[[ EXCERPTED TEXT, beginning ]]

Defining The Digital Therapeutics Landscape For Provider and Payers

Digital health aims at some of the biggest healthcare challenges, including lowering costs, fostering engagement and improving health outcomes. However, before achieving these goals, it must win over providers and payers to secure physician buy-in and reimbursement. 

The first step is defining the digital therapeutics (DTx) landscape. There are so many new technologies hitting the healthcare scene that it can be hard to tease apart the differences. 

Here’s what providers and patients need to know about digital therapeutics and how they can start holistically integrating the breakthroughs into the services they provide. 

Digital therapeutics vs. digital health vs. telehealth

Nowadays, you often hear these terms used interchangeably. Indeed, there is a lot of overlap between them, but it is important to distinguish between them. 

In a recent digital therapeutics services report , the health experts at Star Global defined the differences as the following. Digital health is the broadest category and refers to the use of digital technologies, including online platforms, wearable technologies, connectivity and sensors to enhance healthcare delivery efficiency. It’s focused on driving personalization and on-demand care. 

Digital therapeutics are a subset of digital health. Digital therapeutics deliver evidence-based therapeutic interventions and refers to a broad swathe of products and services designed to address stakeholder needs across the healthcare ecosystem. 

Most DTx products are patient-centric, but there are some like the AI virtual assistant and diagnostic toolkit Suki. By smoothing out the provider workflow, it creates more time and interaction for providers to have with patients. 

Finally, telehealth is how digital health operates. It’s the channel that connects all of this together. 

Digital therapeutics also use many of the same technologies that power telehealth, including video consultation, messaging and remote patient monitoring. Thus the gains in adoption telehealth has made this year have similarly accelerated digital therapeutics traction in the market. 

The digital therapeutics landscape over the next few years

The overall prognosis for the DTx market is very strong. Industry analysts are predicting a sustained 26.7% CAGR through 2025, with continued growth expected beyond there. 

With that said, while there may be a lot of upshot potential, providers should not assume the widespread adoption and scaling of these technologies to be a foregone conclusion. The good news is that the technology has already proven itself in numerous different areas. 

Whether it’s Welldoc’s BlueStar diabetes management, Constant Therapy’s cognitive health toolkit or other applications, digital therapeutics already are delivering immense patient health outcome gains.

Overcoming key challenges 

But a few challenges remain. First is navigating issues around regulatory approval. As digital therapeutics are an entirely new class of medicines that offer “Beyond the Pill” solutions, they don’t follow the same approval pipeline as a traditional biopharmaceutic.

[[ EXCERPTED TEXT, end ]]
[[ EXERCISE DATA, beginning ]]

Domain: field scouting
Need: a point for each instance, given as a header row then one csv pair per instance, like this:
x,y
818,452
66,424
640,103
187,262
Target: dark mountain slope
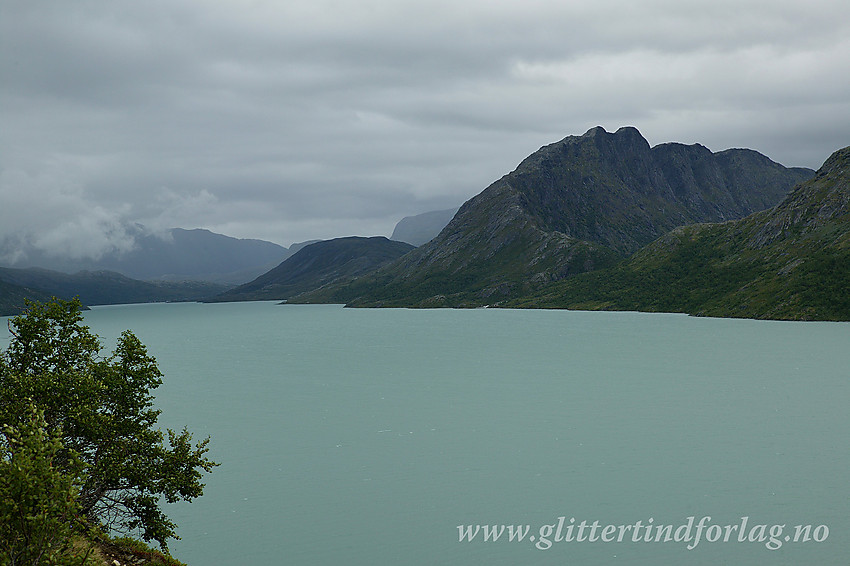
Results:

[[ EXERCISE DATA, end ]]

ASSIGNED TASK 1 ▸
In the article on digital therapeutics, which digital technologies does Star Global's definition of digital health name?
ASSIGNED TASK 2 ▸
Can you reproduce the digital therapeutics article word for word, between "With that said, while" and "a traditional biopharmaceutic.", inclusive?

TASK RESPONSE 1 ▸
- online platforms
- wearable technologies
- connectivity
- sensors

TASK RESPONSE 2 ▸
With that said, while there may be a lot of upshot potential, providers should not assume the widespread adoption and scaling of these technologies to be a foregone conclusion. The good news is that the technology has already proven itself in numerous different areas. 

Whether it’s Welldoc’s BlueStar diabetes management, Constant Therapy’s cognitive health toolkit or other applications, digital therapeutics already are delivering immense patient health outcome gains.

Overcoming key challenges 

But a few challenges remain. First is navigating issues around regulatory approval. As digital therapeutics are an entirely new class of medicines that offer “Beyond the Pill” solutions, they don’t follow the same approval pipeline as a traditional biopharmaceutic.